REQUIREMENTS => Can you reproduce every line of the entries below verbatim, leaving out the pictures?

◆ ◆ ◆

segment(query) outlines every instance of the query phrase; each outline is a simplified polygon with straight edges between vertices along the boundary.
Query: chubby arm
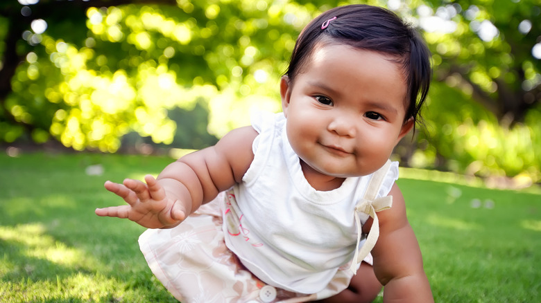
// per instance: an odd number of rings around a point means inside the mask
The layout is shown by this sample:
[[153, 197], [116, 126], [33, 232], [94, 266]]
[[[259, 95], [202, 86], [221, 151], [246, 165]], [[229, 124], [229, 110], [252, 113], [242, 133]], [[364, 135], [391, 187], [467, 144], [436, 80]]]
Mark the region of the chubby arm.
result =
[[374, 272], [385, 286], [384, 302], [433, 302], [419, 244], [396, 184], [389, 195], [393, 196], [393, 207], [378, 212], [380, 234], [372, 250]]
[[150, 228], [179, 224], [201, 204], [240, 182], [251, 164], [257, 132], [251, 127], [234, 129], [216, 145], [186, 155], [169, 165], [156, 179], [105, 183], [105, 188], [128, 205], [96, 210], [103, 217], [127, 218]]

◆ ◆ ◆

WRITTEN ANSWER =>
segment(query) outlines every instance of the query phrase; each outline is a simplified polygon with straight edges between vertices along the boundary.
Query: chubby arm
// per instance: an odd number of rings around a point means inside the mask
The layout is shown by this sample:
[[153, 197], [116, 126], [33, 232], [94, 266]]
[[[259, 95], [202, 86], [221, 151], [246, 165]], [[229, 124], [229, 110], [252, 113], [242, 133]], [[364, 135], [391, 187], [467, 144], [436, 80]]]
Mark the region of the chubby arm.
result =
[[374, 272], [385, 286], [384, 302], [433, 302], [419, 244], [396, 184], [389, 195], [393, 196], [393, 207], [378, 212], [380, 234], [372, 250]]
[[150, 228], [179, 224], [201, 204], [240, 182], [251, 164], [257, 132], [251, 127], [234, 129], [216, 145], [186, 155], [169, 165], [156, 179], [105, 183], [105, 188], [128, 205], [96, 210], [103, 217], [127, 218]]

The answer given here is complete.